** Opening Records shown block **

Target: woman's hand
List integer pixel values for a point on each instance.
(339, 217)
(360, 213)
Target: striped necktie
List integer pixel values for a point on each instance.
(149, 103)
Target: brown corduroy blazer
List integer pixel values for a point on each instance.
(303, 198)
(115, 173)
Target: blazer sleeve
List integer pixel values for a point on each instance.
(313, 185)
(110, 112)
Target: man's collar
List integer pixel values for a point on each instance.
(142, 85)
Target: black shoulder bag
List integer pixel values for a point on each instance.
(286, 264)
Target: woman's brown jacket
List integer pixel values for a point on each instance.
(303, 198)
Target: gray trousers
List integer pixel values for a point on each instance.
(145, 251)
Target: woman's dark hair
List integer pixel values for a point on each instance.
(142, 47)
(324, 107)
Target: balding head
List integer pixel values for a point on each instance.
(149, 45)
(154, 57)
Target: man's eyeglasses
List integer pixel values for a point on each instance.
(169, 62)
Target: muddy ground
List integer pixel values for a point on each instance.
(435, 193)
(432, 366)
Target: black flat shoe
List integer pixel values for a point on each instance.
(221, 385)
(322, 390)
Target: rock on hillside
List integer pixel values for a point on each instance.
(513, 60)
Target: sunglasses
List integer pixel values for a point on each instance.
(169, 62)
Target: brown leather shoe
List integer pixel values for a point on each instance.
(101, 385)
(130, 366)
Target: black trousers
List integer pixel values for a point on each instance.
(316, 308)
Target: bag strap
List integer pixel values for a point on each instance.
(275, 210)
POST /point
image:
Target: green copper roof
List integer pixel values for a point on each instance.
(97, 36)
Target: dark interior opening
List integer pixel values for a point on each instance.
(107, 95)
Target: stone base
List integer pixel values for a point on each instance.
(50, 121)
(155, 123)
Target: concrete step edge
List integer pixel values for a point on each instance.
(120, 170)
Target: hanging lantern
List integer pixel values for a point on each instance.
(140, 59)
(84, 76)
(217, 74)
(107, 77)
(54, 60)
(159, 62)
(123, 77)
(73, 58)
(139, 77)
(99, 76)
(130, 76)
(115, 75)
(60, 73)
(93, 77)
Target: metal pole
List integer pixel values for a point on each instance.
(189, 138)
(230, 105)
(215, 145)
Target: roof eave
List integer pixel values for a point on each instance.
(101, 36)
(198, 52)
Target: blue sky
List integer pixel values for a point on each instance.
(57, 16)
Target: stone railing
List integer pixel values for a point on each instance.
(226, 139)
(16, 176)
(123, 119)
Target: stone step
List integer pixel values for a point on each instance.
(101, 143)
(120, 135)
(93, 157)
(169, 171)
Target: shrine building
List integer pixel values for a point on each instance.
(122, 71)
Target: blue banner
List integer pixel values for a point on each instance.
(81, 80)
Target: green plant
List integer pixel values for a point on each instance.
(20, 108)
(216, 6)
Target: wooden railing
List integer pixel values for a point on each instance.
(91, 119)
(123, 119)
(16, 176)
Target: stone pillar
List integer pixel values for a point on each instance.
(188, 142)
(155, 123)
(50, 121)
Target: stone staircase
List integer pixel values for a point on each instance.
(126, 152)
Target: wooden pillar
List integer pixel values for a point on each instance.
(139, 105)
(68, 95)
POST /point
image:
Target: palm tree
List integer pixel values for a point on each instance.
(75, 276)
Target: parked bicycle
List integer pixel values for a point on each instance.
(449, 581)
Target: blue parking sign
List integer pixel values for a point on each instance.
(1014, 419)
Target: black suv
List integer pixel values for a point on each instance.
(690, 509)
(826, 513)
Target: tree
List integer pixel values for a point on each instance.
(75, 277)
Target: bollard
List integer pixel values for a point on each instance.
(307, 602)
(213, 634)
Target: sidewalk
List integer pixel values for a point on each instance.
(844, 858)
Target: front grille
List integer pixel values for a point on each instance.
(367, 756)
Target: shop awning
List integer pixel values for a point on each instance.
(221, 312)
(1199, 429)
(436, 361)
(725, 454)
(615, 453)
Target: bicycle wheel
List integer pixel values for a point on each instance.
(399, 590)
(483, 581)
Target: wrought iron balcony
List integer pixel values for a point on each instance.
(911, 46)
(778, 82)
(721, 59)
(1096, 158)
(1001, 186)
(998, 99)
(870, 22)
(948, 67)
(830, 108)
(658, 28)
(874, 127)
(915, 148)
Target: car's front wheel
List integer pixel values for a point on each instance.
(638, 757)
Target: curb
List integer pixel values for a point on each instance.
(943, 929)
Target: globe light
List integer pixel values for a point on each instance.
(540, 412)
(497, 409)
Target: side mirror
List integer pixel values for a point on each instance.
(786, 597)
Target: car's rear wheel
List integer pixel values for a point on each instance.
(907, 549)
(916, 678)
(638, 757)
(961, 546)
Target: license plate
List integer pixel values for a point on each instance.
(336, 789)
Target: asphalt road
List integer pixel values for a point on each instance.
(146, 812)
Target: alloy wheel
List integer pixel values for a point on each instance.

** Closing Records shown block **

The exact lines of the material above starting at the one that contains "Target: sunglasses" and ending at the one that contains "Target: bag strap" are what to retype; leave out everything else.

Target: sunglasses
List integer pixel values for a point on each instance.
(169, 62)
Target: brown leather shoe
List integer pixel values for a point on each instance.
(101, 385)
(130, 366)
Target: black trousers
List integer pixel values for a point on each instance.
(316, 308)
Target: bag strap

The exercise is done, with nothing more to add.